SELECTED PASSAGE -
══════════

Medical device tax stifling innovation

 

Obamacare isn’t really that much of a mystery anymore. At then-Speaker Nancy Pelosi’s direction, we passed it, and we’re now finding out what’s in it. There’s little wonder, then, its popularity is only decreasing.

One reason is the tax that the Affordable Care Act puts on medical devices. That tax, on pacemakers, artificial joints, heart valves, scanners and the like, is already hurting the companies that make the devices. That pain will soon be passed along to us, the consumers.

The United States has long been the leader in medical devices. But that’s now at risk, says Henry I. Miller, writing in Forbes magazine.

“The medical device industry is being ravaged by unwise public policy, including a devastating 2.3 percent excise tax that took effect on Jan. 1 as part of Obamacare,” he says. “This tax, which has already required the payment of more than $1 billion by device manufacturers, is especially pernicious because it is assessed on gross sales, not profits.”

In other words, companies pay the tax whether they make a profit or not.

“Imagine that you’re a manufacturer of medical devices and had a profit of $100,000 on sales of $1 million after all your costs and expenses — everything from materials and labor to research,” Miller explains. “The excise tax would be $23,000, wiping out almost a quarter of your profits.”

That’s particularly hard-hitting in the medical device industry, because it takes a long time to develop, test and get approval for any device. It’s an expensive process, and actual profits aren’t realized for years and years.

“The tax is forcing companies to lay off employees, cut back on research and development, and reduce capital investment,” Miller says. “Medical technology executives are examining a host of other options that will have additional negative consequences, including passing along the added costs through price increases.”

The result will be higher costs for health care — and that’s “not supposed to be an outcome of Obamacare,” Miller adds.

President Obama claimed the tax would benefit medical device companies.

“It’s going to be great for business, and they’re doing really well right now,” he said. “This additional tax essentially comes back to them as new customers.”

Actually, no — Miller points out that the vast majority of users of medical devices are the elderly, who already have coverage through Medicare. There won’t be a big jump in the number of customers, even if predictions about increased numbers of Americans being covered hold up. The young people Obama wants to sign on to his program won’t need such devices for many, many years.

Even more disturbing is the thought that companies might cut back on research and development because of the tax.

“The U.S. remains the global leader in medical device development and manufacturing, although reports from PricewaterhouseCoopers and others show that even without the excise tax its lead was tenuous, in part due to regulatory uncertainties and dysfunction that thwart innovation,” Miller says.

The solution is clear. Congress can eliminate the tax and reward the innovation and development of life-saving technologies.

══════════

DATA SUPPLIED -

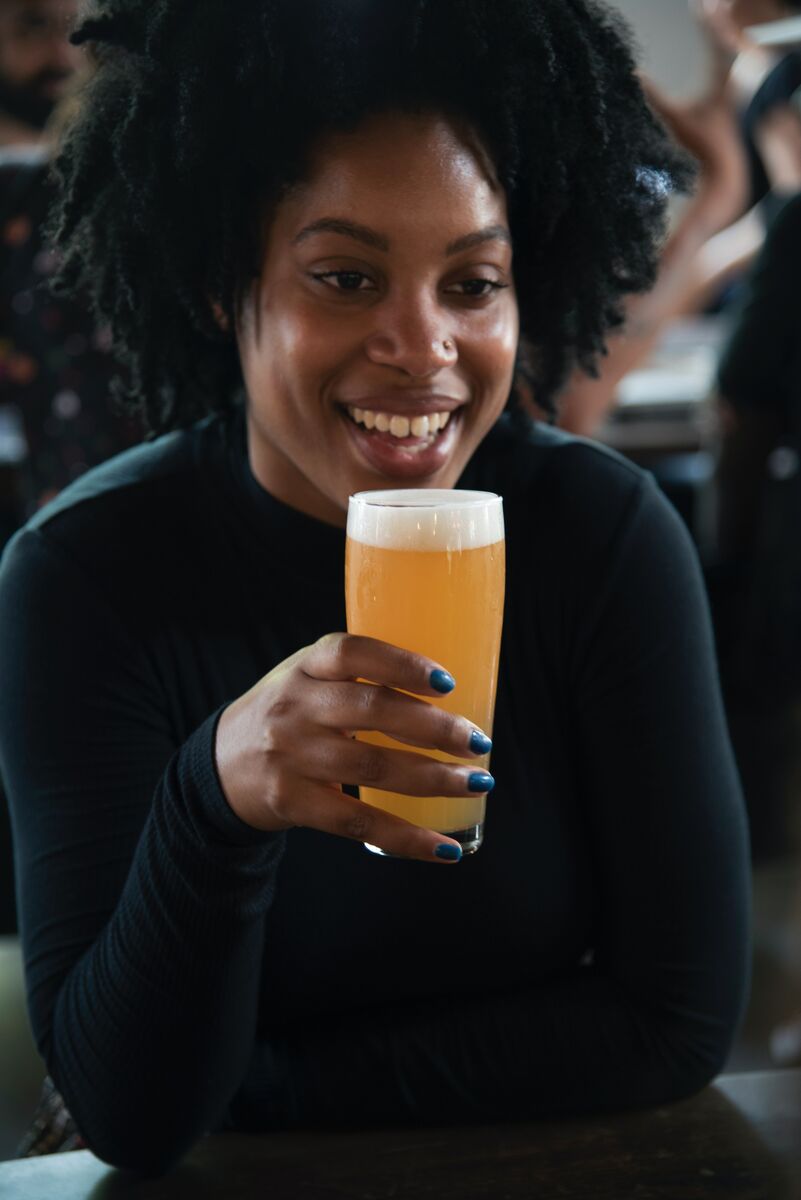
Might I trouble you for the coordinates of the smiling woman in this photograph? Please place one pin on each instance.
(402, 313)
(333, 244)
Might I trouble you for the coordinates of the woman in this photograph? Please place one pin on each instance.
(317, 207)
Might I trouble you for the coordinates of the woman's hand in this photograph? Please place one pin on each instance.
(285, 748)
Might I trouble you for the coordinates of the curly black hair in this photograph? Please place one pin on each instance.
(202, 113)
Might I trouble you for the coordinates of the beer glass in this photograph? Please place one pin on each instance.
(425, 569)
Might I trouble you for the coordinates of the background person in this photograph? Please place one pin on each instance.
(465, 189)
(36, 65)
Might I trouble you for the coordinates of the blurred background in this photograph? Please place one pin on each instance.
(703, 388)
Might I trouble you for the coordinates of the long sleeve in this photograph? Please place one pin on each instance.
(651, 1018)
(142, 895)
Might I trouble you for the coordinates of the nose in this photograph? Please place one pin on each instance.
(413, 336)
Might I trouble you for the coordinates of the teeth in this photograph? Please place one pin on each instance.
(401, 426)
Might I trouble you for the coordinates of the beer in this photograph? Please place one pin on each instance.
(425, 570)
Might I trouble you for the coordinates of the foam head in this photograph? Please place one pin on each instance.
(426, 519)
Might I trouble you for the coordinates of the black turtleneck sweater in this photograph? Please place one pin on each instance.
(186, 972)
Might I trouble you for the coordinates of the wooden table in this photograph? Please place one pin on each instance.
(740, 1139)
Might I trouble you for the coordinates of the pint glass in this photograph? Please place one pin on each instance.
(425, 570)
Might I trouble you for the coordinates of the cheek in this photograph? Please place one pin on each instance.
(495, 349)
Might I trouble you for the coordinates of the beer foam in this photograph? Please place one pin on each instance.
(426, 519)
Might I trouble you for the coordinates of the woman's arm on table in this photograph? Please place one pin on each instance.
(143, 892)
(652, 1018)
(142, 895)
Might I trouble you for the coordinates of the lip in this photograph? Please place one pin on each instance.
(404, 403)
(392, 459)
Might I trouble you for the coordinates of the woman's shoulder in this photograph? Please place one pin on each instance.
(559, 477)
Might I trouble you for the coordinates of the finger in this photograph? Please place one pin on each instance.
(332, 811)
(363, 765)
(350, 657)
(366, 707)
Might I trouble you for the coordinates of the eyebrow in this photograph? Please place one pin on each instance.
(379, 241)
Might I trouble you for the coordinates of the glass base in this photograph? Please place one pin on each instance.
(469, 839)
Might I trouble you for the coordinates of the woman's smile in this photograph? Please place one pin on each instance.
(379, 342)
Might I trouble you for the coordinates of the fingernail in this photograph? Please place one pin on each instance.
(481, 781)
(449, 852)
(441, 681)
(480, 743)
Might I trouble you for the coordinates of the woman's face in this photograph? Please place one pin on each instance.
(378, 345)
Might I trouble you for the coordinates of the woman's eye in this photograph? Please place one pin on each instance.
(477, 288)
(344, 281)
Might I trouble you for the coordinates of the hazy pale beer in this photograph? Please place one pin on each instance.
(425, 570)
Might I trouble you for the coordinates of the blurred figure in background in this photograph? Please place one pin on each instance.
(55, 369)
(741, 186)
(36, 64)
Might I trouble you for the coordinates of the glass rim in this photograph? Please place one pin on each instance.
(425, 498)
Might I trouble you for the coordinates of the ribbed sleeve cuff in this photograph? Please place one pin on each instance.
(221, 825)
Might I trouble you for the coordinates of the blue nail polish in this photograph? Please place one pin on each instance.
(480, 743)
(441, 681)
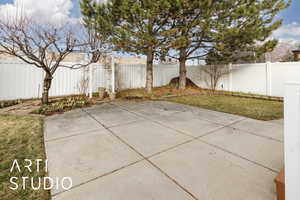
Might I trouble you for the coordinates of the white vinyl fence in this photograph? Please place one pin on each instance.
(292, 140)
(262, 78)
(19, 80)
(22, 81)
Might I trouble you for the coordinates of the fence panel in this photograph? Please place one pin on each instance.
(19, 80)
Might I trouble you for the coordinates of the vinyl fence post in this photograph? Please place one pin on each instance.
(230, 77)
(269, 78)
(90, 81)
(292, 140)
(113, 74)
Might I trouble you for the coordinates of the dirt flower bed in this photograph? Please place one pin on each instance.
(62, 105)
(4, 104)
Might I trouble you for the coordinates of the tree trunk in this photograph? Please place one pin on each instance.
(46, 87)
(182, 69)
(149, 76)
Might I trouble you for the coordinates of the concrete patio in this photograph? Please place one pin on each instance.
(162, 150)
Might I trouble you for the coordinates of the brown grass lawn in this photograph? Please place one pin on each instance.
(252, 108)
(21, 137)
(248, 107)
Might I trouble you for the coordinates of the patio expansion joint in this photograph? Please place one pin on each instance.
(251, 133)
(237, 155)
(74, 135)
(193, 138)
(144, 157)
(98, 177)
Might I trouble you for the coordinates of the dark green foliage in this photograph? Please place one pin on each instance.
(187, 29)
(132, 26)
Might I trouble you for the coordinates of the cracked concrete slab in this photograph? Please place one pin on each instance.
(148, 137)
(138, 182)
(106, 163)
(113, 117)
(268, 153)
(212, 174)
(217, 117)
(188, 123)
(87, 156)
(69, 123)
(263, 128)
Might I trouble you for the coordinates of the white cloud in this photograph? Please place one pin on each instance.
(53, 11)
(291, 30)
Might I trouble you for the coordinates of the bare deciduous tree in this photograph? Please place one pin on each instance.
(215, 73)
(44, 46)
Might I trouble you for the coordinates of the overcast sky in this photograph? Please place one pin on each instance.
(66, 9)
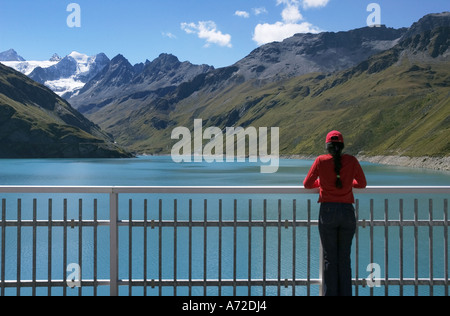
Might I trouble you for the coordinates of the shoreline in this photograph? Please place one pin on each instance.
(433, 163)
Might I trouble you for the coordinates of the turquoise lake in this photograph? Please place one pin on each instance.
(161, 171)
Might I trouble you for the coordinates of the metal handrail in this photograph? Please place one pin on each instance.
(215, 189)
(115, 191)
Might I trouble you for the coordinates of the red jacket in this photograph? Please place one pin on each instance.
(323, 176)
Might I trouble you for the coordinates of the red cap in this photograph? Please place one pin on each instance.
(335, 137)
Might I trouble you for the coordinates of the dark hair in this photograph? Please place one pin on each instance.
(335, 149)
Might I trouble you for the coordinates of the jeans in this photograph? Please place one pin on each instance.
(337, 227)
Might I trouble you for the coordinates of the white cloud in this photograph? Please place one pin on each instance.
(291, 14)
(242, 14)
(315, 3)
(208, 31)
(169, 35)
(259, 11)
(268, 33)
(291, 24)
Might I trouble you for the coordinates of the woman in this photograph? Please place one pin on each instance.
(336, 175)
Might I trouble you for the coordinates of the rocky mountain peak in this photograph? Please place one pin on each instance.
(10, 55)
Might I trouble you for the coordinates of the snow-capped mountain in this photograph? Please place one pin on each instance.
(71, 73)
(65, 76)
(10, 55)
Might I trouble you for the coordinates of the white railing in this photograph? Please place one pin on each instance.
(266, 230)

══════════

EXERCISE REQUIREMENTS -
(1) Reproduce the medical device tax article verbatim from "Even more disturbing" to "of life-saving technologies.".
(2) List the medical devices that the medical device tax article names as examples of products the tax applies to.
Rely only on the medical device tax article; disregard the material.

PER-TASK ANSWERS -
(1)
Even more disturbing is the thought that companies might cut back on research and development because of the tax.

“The U.S. remains the global leader in medical device development and manufacturing, although reports from PricewaterhouseCoopers and others show that even without the excise tax its lead was tenuous, in part due to regulatory uncertainties and dysfunction that thwart innovation,” Miller says.

The solution is clear. Congress can eliminate the tax and reward the innovation and development of life-saving technologies.

(2) pacemakers, artificial joints, heart valves, scanners